▸ **Data shown**
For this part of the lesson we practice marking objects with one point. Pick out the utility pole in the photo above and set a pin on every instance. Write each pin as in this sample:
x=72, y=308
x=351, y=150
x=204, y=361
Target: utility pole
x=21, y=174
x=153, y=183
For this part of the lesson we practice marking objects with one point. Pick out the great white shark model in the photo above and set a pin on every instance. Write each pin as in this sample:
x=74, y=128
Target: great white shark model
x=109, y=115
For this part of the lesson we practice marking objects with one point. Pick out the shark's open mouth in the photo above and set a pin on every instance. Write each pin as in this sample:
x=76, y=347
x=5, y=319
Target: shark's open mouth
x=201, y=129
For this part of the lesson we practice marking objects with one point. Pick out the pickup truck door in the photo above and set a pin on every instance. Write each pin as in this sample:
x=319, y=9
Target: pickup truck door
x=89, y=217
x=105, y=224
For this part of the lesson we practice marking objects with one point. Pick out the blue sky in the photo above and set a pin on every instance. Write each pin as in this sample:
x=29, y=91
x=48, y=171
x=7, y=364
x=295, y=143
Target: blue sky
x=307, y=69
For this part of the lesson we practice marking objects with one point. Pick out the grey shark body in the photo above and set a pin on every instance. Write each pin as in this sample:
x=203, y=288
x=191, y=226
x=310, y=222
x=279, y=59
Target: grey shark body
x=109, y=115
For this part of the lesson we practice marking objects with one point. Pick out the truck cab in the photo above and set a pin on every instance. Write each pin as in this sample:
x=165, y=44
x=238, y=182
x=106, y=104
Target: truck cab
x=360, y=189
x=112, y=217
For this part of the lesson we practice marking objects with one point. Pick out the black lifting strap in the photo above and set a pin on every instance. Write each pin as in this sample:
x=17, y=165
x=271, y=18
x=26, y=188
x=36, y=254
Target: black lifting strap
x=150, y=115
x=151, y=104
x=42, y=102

▸ **Stated task**
Please copy out the material word for word, starting with its first line and going on through the line with "x=307, y=69", including both of those lines.

▸ **Answer for this exercise**
For this part of the lesson we practice marking objects with one point. Pick out the utility pole in the photo above and set a pin on every instance. Write each pin as in this sample:
x=72, y=308
x=351, y=150
x=204, y=361
Target: utility pole
x=21, y=174
x=153, y=183
For this part of the lesson we practice marking objects with one point. Pick out the great white shark model in the photo above and set a pin on every instance. Write each pin as in this sample:
x=74, y=128
Target: great white shark model
x=109, y=115
For this part of the lesson we practice marking objects with one point. Pick out the shark's open mouth in the photo above and set a pin on every instance. Write each pin as in this sample:
x=76, y=347
x=5, y=319
Target: shark's open mouth
x=201, y=129
For this part of the lesson we practice marking objects with one point. Pick out the pickup truck door in the photo above and set a pin on every instance. Write each pin as in this sample:
x=319, y=9
Target: pickup truck door
x=89, y=217
x=105, y=224
For this part of the lesson we practice marking objects with one point. Pick out the blue sky in the photo above and set a pin on every instance. Write each pin as in this sample:
x=29, y=91
x=48, y=171
x=7, y=364
x=295, y=143
Target: blue sky
x=307, y=69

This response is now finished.